## DATA PROVIDED
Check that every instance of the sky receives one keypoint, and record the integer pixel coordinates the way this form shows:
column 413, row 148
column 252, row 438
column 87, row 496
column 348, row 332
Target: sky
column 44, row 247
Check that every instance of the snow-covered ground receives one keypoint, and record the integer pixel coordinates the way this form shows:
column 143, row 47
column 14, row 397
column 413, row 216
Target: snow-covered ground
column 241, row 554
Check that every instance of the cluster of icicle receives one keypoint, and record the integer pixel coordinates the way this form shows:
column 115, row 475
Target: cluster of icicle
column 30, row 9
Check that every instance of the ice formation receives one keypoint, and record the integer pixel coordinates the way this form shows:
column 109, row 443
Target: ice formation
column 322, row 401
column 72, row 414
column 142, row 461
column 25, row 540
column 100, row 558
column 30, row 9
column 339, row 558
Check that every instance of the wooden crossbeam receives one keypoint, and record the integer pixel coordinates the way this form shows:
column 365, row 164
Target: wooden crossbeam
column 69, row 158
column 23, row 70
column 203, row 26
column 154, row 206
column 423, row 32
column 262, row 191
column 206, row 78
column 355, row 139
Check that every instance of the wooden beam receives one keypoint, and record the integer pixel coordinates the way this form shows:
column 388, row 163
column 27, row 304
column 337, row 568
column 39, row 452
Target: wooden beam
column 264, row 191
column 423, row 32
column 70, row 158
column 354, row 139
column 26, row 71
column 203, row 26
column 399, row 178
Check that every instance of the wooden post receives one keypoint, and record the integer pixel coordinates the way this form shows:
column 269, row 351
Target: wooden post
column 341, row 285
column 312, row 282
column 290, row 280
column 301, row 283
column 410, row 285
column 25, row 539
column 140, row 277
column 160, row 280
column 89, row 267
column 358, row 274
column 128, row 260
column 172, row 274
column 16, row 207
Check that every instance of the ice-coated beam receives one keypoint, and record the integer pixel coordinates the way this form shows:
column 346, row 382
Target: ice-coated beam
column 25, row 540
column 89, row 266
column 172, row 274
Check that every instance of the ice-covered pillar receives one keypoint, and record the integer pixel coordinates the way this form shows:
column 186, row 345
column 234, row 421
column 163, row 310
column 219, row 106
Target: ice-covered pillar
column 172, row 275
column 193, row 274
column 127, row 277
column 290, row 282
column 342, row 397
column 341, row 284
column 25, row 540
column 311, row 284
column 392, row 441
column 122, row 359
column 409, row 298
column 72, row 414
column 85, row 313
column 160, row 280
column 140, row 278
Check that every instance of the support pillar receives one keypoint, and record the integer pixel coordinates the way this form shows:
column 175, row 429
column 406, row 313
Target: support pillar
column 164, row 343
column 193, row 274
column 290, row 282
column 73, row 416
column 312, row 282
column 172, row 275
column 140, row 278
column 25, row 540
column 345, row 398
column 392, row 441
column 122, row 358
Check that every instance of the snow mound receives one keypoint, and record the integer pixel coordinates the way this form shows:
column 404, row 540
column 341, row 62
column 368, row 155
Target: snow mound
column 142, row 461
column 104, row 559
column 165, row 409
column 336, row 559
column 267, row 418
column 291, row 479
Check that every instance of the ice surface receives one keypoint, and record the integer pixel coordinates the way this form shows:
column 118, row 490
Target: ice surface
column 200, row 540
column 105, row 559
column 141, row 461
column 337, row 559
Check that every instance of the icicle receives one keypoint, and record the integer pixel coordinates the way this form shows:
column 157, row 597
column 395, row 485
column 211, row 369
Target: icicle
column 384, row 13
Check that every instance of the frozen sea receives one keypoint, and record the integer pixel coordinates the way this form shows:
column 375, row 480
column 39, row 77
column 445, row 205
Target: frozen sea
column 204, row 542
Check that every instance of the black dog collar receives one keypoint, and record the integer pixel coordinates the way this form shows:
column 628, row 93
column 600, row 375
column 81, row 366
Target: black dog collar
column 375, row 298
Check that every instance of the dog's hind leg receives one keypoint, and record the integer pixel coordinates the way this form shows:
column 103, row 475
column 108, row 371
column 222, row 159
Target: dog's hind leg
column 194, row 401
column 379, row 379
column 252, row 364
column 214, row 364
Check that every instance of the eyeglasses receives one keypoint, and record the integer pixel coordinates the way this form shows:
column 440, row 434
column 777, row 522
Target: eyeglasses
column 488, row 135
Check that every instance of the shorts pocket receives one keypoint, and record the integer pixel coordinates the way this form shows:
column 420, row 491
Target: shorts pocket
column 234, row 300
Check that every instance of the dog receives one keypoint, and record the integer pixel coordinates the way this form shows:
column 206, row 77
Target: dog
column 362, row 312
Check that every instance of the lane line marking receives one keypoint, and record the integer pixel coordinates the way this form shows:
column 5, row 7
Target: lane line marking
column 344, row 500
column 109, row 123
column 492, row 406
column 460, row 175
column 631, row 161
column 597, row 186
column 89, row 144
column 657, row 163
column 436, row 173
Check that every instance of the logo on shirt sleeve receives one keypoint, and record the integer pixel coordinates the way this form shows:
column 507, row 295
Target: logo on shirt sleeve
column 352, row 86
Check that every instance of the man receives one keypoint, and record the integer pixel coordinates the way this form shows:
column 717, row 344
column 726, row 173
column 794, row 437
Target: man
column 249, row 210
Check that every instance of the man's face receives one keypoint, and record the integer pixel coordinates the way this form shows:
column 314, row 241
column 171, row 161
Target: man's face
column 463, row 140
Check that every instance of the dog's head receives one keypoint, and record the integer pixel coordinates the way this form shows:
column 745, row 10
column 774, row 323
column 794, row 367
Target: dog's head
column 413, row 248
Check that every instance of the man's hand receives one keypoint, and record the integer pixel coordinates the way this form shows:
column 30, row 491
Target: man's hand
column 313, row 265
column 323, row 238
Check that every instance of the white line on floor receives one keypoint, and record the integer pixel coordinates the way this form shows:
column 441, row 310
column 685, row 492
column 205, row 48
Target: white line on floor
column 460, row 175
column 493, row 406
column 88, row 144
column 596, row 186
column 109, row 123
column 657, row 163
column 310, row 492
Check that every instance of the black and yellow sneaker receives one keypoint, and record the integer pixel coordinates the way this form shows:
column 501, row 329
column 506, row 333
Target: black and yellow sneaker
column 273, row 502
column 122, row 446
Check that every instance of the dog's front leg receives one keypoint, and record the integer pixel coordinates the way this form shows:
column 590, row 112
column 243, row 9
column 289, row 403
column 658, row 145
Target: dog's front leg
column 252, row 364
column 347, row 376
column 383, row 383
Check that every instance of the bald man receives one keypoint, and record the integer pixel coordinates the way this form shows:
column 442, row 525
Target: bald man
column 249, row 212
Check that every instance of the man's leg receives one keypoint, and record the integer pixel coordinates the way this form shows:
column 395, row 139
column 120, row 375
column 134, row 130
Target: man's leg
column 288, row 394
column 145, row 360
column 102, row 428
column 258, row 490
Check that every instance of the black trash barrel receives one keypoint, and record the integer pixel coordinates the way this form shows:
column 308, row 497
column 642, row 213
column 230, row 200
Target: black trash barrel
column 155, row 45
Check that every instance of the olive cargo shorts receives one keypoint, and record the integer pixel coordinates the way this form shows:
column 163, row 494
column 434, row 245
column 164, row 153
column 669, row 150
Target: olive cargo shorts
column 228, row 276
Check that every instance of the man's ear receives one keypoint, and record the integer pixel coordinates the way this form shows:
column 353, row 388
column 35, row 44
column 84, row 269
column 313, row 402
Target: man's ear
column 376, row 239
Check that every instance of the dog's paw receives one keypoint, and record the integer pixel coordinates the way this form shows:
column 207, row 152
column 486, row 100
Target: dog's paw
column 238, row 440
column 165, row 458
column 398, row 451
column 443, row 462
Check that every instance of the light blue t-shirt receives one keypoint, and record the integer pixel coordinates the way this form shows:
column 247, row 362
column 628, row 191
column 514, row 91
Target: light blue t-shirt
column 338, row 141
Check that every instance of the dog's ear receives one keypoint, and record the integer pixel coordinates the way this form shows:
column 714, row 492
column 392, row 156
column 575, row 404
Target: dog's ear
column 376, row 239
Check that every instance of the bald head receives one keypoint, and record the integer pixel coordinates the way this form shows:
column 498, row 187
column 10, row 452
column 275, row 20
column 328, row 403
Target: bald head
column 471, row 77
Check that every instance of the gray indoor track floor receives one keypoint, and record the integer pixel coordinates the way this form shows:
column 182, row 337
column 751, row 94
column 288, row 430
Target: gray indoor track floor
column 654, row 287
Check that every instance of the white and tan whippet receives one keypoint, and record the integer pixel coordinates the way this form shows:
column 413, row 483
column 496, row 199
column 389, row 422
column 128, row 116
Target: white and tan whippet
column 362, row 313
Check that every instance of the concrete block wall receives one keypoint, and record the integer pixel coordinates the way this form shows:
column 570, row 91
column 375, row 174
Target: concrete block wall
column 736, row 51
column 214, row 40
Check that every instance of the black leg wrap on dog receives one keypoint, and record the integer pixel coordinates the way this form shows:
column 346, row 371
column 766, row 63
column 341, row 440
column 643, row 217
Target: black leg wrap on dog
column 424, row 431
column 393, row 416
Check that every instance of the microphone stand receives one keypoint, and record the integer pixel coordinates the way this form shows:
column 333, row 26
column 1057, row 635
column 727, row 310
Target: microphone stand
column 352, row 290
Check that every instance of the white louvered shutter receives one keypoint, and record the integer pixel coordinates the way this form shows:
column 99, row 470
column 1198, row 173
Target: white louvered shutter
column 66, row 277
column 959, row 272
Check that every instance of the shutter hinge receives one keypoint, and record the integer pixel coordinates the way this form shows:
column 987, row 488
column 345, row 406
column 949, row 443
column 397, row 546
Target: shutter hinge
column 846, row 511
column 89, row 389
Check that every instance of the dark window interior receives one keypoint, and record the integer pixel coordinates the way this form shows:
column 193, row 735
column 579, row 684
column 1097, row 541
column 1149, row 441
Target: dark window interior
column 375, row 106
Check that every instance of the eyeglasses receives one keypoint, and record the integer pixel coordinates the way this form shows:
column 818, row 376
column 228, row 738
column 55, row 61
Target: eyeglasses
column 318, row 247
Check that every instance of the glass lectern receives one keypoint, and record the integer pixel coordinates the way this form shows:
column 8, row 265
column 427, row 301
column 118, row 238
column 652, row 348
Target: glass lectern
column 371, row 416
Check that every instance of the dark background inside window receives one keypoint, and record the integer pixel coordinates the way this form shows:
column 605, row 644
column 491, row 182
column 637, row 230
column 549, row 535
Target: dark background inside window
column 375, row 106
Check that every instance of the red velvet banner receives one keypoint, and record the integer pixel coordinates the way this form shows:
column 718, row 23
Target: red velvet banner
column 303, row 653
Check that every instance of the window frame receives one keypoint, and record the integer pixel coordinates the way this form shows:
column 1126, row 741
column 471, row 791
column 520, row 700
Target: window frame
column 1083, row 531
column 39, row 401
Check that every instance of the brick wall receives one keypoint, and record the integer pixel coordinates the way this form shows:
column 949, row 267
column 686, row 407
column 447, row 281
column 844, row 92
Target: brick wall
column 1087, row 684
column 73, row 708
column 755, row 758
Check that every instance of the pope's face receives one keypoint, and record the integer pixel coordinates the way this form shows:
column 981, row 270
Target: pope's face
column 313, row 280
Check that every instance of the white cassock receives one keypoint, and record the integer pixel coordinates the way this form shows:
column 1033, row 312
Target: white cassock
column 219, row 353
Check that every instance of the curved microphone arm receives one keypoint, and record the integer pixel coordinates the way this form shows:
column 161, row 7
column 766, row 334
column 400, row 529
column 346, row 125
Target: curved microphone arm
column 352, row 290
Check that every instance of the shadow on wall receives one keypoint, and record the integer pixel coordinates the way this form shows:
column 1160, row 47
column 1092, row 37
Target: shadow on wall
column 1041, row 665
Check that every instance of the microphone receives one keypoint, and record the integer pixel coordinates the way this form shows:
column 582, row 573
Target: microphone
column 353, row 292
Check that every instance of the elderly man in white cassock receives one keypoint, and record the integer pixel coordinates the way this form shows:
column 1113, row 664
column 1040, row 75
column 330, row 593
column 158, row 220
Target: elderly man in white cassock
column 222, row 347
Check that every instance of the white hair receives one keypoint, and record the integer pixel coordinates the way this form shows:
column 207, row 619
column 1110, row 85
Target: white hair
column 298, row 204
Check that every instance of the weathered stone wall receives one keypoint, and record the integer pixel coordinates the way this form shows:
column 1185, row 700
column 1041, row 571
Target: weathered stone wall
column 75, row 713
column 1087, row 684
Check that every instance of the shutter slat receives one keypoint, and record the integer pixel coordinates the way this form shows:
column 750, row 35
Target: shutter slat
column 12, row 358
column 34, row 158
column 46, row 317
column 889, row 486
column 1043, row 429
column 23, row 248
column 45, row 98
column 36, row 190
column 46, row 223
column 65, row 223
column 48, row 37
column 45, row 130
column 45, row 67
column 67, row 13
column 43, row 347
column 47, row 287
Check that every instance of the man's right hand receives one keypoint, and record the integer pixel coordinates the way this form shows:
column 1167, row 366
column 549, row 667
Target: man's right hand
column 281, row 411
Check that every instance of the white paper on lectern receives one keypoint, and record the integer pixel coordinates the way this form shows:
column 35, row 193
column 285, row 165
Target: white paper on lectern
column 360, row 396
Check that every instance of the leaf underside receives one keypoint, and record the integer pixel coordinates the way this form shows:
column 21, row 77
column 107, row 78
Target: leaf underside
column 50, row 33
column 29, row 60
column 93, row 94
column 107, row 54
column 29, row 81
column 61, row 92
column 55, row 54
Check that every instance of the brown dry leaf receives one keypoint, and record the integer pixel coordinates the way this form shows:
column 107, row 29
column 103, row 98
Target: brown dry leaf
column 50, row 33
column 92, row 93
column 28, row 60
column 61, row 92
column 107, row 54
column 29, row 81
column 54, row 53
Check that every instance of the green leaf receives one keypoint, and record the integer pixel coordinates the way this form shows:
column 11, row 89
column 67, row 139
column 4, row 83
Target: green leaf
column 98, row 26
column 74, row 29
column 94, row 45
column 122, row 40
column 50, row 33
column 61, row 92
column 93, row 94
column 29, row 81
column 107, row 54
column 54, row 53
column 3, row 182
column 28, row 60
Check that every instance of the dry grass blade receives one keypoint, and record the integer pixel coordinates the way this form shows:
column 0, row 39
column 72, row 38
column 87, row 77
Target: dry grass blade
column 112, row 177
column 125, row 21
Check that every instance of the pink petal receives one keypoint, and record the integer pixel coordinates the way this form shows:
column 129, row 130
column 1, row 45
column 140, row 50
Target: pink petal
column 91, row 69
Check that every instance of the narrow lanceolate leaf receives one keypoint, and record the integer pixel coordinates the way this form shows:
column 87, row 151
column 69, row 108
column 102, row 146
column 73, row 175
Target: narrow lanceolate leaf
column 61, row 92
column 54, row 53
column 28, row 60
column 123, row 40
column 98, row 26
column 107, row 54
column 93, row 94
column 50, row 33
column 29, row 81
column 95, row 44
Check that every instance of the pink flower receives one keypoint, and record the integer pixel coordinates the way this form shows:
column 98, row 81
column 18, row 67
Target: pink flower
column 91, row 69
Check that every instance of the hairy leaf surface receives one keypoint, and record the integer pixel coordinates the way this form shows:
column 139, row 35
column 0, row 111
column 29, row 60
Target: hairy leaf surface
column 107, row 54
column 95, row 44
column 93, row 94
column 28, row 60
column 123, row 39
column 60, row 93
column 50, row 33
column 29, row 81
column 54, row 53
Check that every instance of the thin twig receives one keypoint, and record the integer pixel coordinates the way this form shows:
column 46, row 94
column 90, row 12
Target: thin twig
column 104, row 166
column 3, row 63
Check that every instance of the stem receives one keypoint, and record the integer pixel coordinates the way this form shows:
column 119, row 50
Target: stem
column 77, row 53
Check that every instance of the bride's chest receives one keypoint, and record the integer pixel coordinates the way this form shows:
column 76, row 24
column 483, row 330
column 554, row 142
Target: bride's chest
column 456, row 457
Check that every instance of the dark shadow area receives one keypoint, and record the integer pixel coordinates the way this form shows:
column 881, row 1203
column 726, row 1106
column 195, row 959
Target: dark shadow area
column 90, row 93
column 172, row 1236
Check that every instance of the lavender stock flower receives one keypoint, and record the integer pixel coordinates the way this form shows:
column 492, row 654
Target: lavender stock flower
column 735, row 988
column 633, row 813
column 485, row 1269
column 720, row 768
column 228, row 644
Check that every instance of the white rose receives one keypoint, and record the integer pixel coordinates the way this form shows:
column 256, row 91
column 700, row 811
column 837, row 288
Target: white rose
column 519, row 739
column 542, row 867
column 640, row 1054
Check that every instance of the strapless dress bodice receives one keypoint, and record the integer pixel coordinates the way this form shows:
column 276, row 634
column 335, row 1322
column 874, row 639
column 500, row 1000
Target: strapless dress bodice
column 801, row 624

## AIM OF THE TASK
Please output the data as a JSON list of strings, one per line with blank lines omitted, starting at the first line of the data and going on through the line containing "column 241, row 554".

## RESULT OF THIS EXERCISE
[
  "Check that every instance of the sky receives one keypoint, and record the integer pixel coordinates the way this form shows:",
  "column 413, row 148",
  "column 252, row 438",
  "column 87, row 496",
  "column 348, row 332",
  "Target: sky",
  "column 44, row 247",
  "Check that every instance of the snow-covered ground receives one keypoint, and record the integer pixel coordinates the way this form shows:",
  "column 143, row 47",
  "column 14, row 397",
  "column 413, row 216",
  "Target: snow-covered ground",
  "column 241, row 554"
]